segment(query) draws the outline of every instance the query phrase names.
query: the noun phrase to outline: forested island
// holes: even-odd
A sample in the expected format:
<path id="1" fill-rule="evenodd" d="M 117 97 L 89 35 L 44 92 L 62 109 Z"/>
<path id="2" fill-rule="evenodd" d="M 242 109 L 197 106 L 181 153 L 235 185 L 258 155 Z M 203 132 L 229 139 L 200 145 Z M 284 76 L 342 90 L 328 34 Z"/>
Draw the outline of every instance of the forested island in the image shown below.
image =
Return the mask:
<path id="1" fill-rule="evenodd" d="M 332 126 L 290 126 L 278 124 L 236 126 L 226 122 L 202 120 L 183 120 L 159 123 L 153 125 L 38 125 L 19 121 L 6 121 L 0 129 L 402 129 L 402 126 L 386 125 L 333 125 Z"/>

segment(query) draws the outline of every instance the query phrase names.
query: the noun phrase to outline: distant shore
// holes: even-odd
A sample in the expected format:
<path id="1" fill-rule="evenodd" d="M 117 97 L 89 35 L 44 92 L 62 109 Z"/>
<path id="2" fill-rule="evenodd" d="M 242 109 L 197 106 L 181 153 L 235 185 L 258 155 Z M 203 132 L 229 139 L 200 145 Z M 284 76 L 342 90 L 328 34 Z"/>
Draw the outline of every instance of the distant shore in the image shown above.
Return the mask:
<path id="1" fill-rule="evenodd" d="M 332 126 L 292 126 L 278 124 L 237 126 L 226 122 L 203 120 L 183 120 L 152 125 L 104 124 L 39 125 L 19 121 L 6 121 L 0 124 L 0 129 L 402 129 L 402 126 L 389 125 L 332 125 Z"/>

------------

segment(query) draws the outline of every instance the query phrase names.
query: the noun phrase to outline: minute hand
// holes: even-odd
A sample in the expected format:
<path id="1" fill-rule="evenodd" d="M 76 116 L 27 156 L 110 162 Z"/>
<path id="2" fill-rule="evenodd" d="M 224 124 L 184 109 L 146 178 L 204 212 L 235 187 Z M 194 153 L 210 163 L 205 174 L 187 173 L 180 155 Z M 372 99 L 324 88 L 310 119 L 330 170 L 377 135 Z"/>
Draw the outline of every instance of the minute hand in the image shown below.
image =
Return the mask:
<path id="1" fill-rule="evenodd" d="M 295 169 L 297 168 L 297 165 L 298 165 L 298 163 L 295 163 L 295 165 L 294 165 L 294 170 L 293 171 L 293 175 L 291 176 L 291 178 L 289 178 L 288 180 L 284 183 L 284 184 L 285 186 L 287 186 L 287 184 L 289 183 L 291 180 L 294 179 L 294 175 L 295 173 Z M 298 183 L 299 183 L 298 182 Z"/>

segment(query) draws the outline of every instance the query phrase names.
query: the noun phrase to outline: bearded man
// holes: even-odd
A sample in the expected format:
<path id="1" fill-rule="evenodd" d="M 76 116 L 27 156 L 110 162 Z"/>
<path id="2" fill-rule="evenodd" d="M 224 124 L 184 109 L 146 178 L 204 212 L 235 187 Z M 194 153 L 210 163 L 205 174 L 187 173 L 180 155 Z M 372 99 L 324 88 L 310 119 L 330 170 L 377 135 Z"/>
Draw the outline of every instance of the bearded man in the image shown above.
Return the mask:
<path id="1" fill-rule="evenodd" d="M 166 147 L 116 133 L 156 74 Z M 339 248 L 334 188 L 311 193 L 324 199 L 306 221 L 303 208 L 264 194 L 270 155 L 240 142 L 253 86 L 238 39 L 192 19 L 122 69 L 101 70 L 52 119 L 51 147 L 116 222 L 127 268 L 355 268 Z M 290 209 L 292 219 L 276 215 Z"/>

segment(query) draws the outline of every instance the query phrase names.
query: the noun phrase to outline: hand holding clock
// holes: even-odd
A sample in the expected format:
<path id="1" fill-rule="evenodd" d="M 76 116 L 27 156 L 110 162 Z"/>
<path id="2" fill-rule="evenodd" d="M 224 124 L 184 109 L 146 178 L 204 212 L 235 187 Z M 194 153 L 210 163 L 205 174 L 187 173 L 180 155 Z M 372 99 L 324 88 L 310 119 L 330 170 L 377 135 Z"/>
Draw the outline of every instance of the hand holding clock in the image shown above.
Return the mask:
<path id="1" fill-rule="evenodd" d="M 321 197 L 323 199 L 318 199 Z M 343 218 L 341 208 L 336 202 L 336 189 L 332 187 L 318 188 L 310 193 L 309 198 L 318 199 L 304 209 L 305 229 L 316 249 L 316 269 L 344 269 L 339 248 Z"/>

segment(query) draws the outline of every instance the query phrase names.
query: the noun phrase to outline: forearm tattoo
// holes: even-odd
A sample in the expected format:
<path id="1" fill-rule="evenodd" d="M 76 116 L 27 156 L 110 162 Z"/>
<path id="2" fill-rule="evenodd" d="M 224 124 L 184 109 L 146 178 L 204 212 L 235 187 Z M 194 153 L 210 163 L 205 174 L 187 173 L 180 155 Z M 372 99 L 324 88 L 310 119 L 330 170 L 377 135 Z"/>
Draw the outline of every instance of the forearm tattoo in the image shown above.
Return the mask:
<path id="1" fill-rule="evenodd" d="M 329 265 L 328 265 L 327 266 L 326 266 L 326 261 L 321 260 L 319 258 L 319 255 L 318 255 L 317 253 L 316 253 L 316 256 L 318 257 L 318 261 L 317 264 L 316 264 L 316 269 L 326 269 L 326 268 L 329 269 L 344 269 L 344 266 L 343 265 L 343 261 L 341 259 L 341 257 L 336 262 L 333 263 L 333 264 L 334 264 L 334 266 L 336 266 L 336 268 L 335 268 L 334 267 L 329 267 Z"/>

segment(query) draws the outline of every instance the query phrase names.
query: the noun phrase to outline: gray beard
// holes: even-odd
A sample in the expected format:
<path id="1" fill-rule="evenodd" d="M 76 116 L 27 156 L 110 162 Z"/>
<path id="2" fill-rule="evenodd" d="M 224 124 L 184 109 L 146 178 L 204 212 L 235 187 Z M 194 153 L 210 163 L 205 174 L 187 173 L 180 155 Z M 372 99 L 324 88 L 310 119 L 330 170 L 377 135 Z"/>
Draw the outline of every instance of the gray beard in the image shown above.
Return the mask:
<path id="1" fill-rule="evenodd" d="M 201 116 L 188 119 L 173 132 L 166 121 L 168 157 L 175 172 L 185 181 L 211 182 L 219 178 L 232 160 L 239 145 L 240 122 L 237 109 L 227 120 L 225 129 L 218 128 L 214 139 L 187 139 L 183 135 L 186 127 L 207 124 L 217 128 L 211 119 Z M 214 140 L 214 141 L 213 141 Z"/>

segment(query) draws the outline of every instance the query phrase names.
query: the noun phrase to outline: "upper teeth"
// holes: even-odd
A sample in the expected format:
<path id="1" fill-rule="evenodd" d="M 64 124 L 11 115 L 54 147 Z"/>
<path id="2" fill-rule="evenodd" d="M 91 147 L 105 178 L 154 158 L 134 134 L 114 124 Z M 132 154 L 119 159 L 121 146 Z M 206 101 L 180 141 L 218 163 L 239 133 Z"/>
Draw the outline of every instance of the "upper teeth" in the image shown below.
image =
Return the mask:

------------

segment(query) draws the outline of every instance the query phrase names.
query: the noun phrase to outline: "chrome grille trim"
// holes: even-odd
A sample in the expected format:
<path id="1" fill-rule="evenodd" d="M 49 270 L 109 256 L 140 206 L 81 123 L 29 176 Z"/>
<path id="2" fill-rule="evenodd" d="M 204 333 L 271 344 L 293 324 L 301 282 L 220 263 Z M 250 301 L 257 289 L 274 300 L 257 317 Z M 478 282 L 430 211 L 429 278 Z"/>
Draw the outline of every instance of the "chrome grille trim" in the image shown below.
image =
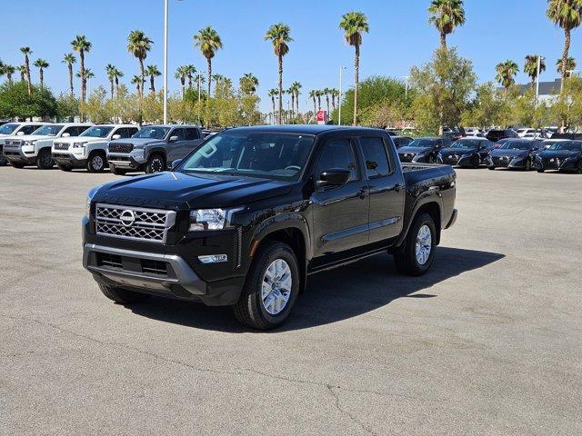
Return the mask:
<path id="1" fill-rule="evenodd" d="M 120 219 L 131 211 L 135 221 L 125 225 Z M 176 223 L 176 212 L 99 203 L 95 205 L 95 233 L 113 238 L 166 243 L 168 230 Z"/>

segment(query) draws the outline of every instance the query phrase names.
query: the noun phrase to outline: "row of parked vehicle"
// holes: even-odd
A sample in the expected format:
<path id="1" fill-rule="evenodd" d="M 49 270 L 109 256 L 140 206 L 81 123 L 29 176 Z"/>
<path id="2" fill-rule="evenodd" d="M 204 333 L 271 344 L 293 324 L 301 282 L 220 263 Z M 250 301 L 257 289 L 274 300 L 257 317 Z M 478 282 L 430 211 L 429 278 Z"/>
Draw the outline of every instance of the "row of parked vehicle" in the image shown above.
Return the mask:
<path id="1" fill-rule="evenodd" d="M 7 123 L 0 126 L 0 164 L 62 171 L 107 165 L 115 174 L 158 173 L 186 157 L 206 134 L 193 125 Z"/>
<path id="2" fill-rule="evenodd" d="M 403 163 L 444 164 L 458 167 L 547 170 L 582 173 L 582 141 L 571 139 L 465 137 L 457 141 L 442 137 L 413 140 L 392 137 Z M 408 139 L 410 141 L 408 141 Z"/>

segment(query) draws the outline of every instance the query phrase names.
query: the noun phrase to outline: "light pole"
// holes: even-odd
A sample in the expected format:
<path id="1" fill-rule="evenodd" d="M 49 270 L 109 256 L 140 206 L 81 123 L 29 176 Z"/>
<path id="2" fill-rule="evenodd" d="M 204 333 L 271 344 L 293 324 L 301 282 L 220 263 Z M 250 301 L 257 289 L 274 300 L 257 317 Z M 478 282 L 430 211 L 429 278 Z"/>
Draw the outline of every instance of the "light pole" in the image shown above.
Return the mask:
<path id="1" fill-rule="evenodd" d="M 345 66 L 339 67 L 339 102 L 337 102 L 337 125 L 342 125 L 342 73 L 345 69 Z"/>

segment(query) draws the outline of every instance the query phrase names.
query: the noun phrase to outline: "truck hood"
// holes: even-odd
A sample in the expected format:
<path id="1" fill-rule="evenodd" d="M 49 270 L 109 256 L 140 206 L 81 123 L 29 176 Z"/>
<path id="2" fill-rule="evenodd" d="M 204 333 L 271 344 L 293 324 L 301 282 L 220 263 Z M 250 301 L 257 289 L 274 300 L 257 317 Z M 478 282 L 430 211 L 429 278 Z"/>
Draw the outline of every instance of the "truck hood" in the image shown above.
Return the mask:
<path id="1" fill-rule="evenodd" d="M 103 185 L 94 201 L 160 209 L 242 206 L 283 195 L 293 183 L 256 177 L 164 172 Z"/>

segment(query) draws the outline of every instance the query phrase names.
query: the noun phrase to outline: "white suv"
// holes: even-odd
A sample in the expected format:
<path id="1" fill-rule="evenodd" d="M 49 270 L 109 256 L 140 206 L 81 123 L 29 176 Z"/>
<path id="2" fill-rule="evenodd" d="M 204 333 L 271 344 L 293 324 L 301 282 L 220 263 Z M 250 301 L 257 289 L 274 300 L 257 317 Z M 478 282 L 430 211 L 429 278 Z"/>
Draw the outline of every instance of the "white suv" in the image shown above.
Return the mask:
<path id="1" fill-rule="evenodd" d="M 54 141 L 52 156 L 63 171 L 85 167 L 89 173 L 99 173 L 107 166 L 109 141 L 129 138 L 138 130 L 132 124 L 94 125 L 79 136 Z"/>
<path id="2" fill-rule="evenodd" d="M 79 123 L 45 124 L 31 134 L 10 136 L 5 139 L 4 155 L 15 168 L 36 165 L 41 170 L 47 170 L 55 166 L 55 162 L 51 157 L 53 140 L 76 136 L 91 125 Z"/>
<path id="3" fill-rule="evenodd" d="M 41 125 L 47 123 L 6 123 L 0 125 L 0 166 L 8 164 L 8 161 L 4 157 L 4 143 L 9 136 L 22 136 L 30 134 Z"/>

------------

Instruction » Report every line in the data above that contains the string "island". Copy each such line in full.

Task response »
query: the noun phrase to outline: forested island
Draw the outline of every instance of the forested island in the image shown below.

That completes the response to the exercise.